> **Task goal**
Find each line of the data below that contains the string "clicks", and copy those lines out in full. Case matters.

> **Data records**
——

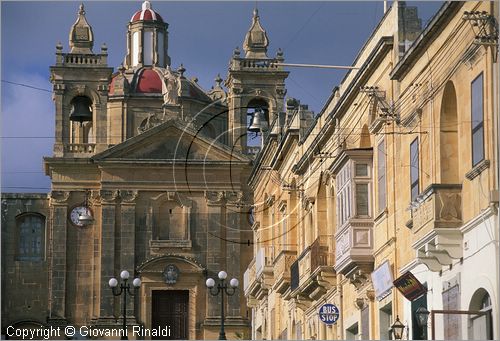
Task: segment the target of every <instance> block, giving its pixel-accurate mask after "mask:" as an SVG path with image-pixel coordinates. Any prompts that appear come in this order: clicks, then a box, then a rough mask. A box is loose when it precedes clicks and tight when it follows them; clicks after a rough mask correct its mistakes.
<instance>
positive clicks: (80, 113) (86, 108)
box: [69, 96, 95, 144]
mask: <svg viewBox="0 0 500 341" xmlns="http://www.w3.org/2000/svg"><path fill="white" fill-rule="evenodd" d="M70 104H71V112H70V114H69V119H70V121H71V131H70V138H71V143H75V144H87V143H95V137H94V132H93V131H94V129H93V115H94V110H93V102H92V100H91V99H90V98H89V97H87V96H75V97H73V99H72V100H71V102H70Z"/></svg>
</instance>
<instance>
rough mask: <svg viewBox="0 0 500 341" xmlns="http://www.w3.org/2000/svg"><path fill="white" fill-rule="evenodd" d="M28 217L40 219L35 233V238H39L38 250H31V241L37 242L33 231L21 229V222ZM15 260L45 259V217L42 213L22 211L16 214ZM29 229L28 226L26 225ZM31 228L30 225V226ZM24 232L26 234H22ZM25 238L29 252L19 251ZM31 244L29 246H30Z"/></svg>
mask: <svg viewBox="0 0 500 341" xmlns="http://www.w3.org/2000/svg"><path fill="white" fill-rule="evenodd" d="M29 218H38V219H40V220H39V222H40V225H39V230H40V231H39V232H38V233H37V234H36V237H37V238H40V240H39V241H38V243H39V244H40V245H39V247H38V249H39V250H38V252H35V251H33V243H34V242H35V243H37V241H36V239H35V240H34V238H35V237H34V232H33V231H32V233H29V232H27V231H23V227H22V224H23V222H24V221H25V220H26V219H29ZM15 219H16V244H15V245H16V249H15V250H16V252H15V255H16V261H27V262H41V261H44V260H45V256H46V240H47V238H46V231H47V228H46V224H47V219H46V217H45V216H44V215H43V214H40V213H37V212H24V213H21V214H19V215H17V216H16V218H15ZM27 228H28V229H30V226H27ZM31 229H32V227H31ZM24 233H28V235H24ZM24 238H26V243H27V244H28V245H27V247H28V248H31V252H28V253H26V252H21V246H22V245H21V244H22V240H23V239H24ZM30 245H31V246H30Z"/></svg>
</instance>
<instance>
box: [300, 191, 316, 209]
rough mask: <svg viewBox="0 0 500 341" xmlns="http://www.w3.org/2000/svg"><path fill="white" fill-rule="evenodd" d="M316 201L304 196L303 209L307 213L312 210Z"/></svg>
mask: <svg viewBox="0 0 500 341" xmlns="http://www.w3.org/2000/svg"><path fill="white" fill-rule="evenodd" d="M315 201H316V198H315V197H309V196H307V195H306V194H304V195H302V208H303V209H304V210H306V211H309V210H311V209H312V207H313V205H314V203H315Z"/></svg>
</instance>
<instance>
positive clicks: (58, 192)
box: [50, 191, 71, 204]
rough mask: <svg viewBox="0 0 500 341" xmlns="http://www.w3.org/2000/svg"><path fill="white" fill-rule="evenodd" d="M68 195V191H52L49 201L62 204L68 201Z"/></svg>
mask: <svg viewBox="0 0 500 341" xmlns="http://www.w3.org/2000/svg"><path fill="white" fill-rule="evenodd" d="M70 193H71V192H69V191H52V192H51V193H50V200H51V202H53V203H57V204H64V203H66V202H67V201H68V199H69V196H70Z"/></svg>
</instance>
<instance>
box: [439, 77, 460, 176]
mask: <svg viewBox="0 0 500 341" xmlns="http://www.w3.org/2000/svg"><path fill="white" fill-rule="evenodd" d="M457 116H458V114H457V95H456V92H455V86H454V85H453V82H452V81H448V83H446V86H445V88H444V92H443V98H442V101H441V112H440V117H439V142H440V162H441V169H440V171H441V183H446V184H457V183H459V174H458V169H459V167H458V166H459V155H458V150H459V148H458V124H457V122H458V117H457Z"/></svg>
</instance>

——

> **Written response**
Task: segment the target of every <instance> block, giving its pixel-accurate mask after "mask:" as an SVG path with image-pixel coordinates. Any prompts that appear come in this order: clicks, then a box, then a rough mask. A box is loose when it precedes clicks and tight when it follows them; clicks after a rough mask correct its mistakes.
positive clicks: (80, 113) (86, 108)
positive clicks: (58, 192)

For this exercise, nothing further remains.